Task goal: Rewrite the rows starting with the line with "like [263, 1142]." and going on through the line with "[194, 1222]", substituting "overhead cable" for "utility wire" and leaving everything else unchanged.
═════ Dataset extract ═════
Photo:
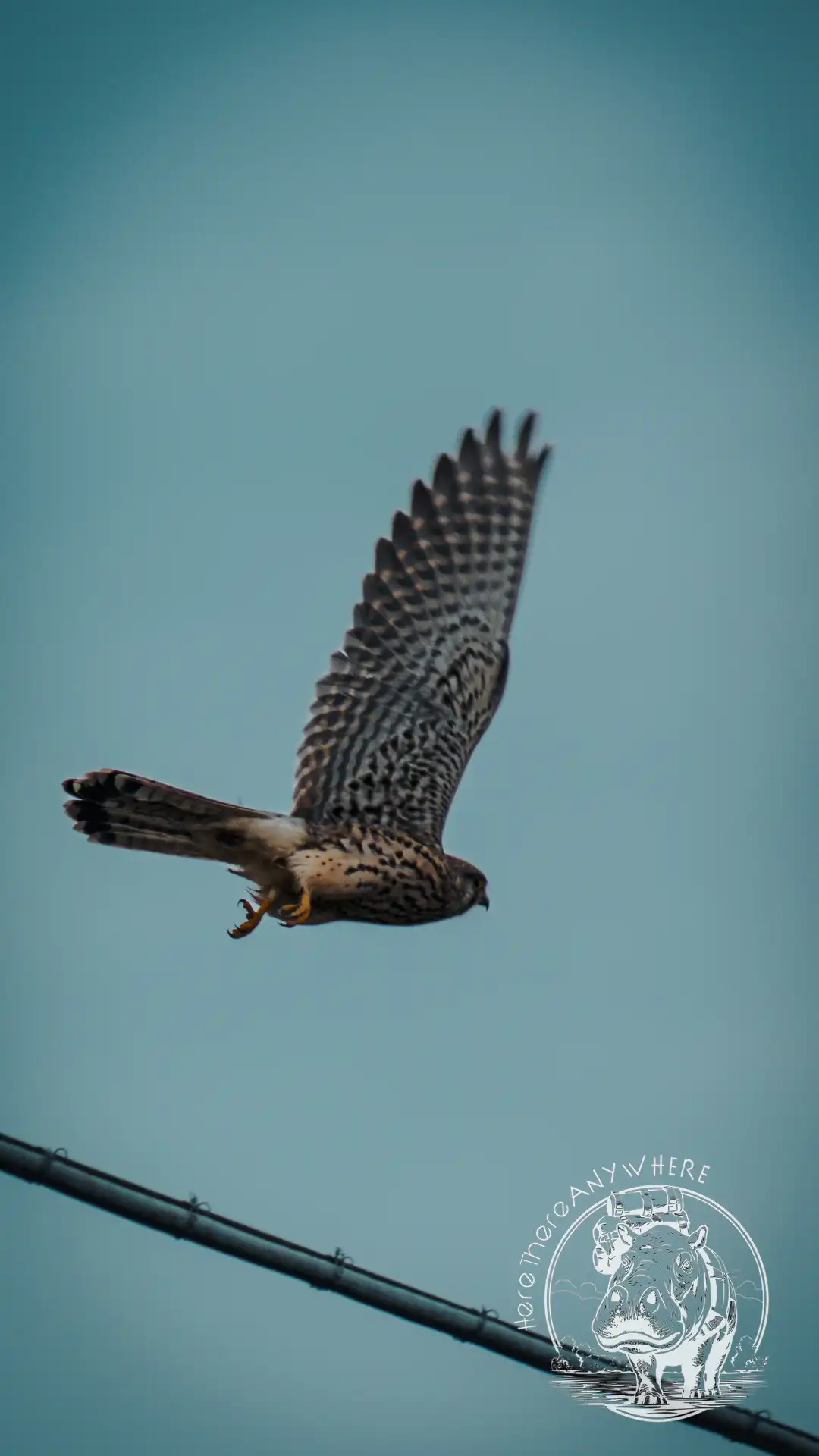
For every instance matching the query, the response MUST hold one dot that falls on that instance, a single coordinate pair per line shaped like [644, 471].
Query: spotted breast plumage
[392, 727]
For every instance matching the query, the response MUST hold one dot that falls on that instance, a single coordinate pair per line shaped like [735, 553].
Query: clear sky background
[261, 264]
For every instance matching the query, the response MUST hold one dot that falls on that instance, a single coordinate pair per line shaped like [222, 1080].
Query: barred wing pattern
[425, 664]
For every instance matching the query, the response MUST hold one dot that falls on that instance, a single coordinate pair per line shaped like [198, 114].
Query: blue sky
[264, 264]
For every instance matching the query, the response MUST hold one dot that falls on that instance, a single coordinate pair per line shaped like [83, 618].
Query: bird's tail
[123, 808]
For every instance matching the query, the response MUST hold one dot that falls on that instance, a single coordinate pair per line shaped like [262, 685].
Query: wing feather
[425, 664]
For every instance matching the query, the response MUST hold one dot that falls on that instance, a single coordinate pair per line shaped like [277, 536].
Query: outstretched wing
[425, 664]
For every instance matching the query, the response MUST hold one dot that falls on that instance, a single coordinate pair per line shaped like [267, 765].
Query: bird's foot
[254, 916]
[297, 915]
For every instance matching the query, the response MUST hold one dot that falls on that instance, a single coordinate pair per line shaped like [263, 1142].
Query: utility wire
[194, 1222]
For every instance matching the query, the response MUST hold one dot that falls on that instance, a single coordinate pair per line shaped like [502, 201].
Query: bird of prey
[392, 727]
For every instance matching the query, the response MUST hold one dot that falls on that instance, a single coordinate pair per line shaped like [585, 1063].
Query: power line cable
[196, 1223]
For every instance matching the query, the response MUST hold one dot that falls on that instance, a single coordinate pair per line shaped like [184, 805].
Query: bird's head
[469, 884]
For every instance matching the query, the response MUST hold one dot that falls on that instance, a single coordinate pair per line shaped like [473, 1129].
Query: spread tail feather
[123, 808]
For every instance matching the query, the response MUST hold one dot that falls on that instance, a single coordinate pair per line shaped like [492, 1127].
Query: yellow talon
[297, 915]
[254, 916]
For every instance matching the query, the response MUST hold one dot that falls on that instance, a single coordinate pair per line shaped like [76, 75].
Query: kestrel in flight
[391, 730]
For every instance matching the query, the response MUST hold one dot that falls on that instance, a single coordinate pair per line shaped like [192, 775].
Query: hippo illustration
[670, 1302]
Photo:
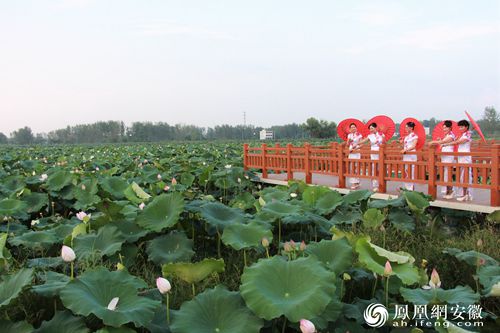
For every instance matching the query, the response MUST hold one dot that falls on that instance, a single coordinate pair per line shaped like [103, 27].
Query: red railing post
[289, 175]
[245, 156]
[264, 160]
[382, 185]
[431, 167]
[495, 178]
[340, 153]
[307, 163]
═════
Solution:
For every instance matching the query, the response MUST hold one dot that falls on that instance, a single coordinate pair per line shaped like [263, 1142].
Query: overhead cable
[194, 1222]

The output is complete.